*** Dataset entries Section Begins ***

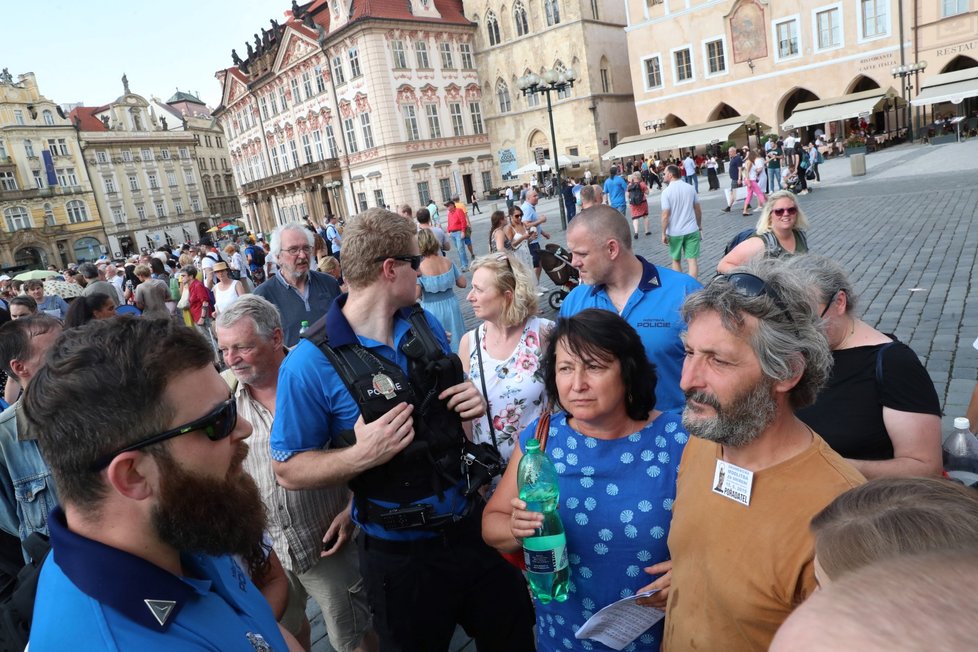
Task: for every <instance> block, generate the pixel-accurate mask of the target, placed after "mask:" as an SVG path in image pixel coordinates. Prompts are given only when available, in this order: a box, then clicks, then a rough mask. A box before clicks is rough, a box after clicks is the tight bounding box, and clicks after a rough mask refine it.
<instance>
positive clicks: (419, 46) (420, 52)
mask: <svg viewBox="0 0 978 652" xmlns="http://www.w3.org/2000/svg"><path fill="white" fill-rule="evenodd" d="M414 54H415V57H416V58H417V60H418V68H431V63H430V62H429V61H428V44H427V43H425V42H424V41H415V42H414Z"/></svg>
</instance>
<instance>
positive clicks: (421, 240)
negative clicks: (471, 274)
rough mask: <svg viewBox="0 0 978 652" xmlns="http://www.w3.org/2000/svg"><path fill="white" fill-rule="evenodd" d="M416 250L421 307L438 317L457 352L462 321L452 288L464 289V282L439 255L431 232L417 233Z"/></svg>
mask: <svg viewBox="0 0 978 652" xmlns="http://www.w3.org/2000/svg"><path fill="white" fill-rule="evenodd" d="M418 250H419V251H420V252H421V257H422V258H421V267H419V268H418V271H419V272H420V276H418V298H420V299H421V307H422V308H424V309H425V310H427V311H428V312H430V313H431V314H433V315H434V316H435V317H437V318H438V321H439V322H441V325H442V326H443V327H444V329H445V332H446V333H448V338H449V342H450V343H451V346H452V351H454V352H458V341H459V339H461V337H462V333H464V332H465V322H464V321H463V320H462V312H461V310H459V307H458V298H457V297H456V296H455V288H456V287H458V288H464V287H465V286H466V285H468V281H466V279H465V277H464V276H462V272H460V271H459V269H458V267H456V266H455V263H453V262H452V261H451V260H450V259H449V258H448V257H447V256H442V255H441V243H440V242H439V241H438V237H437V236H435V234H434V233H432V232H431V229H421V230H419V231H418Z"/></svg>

*** Dataset entries Section Ends ***

▶ **Exercise objective**
From the material above, copy every line that has the word "instance" in it.

▶ **Exercise response**
Task: for every <instance> block, generate the pixel-accurate mask of the target, placed after "mask:" as an SVG path in image pixel coordinates. Prompts are given only when available, in this order: a box, then clicks, then a rough mask. A box before clicks is rough, a box after clicks is the tight bounding box, and clicks after a rough mask refine it.
<instance>
</instance>
<instance>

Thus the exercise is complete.